• Task inputs:
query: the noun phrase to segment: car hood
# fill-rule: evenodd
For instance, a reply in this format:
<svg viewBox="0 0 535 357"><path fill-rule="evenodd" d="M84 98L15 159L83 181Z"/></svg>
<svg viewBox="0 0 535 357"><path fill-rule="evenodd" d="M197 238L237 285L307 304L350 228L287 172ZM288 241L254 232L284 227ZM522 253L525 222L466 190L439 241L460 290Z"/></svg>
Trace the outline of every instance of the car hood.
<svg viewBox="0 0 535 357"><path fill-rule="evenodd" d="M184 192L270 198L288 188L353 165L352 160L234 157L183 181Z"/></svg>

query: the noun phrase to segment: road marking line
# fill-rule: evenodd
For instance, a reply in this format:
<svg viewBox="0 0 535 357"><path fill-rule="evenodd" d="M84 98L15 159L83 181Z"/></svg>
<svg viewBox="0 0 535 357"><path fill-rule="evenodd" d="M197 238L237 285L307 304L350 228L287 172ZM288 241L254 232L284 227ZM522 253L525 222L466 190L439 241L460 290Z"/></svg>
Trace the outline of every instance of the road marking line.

• Direction: Format every line of the entries above as a JSON list of strings, with one string per line and blank lines left out.

• Problem solution:
[
  "query: the noun phrase to segment: car hood",
  "# fill-rule: evenodd",
  "For instance, a reply in this format:",
  "<svg viewBox=\"0 0 535 357\"><path fill-rule=\"evenodd\" d=\"M84 98L15 159L83 181Z\"/></svg>",
  "<svg viewBox=\"0 0 535 357\"><path fill-rule=\"evenodd\" d=\"M197 238L237 285L307 304L350 228L287 172ZM288 241L254 232L284 227ZM522 253L525 222L466 190L439 241L460 290Z\"/></svg>",
  "Trace the outline of every instance of the car hood.",
  "<svg viewBox=\"0 0 535 357\"><path fill-rule=\"evenodd\" d=\"M184 192L270 198L288 188L353 165L352 160L234 157L183 181Z\"/></svg>",
  "query: the noun phrase to segment: road marking line",
  "# fill-rule: evenodd",
  "For instance, a reply in this format:",
  "<svg viewBox=\"0 0 535 357\"><path fill-rule=\"evenodd\" d=\"M84 98L15 159L83 181Z\"/></svg>",
  "<svg viewBox=\"0 0 535 357\"><path fill-rule=\"evenodd\" d=\"M197 238L237 285L307 304L350 228L287 172ZM288 241L254 232L284 227ZM522 253L525 222L466 190L439 241L460 290Z\"/></svg>",
  "Trace the outline of every instance of the road marking line."
]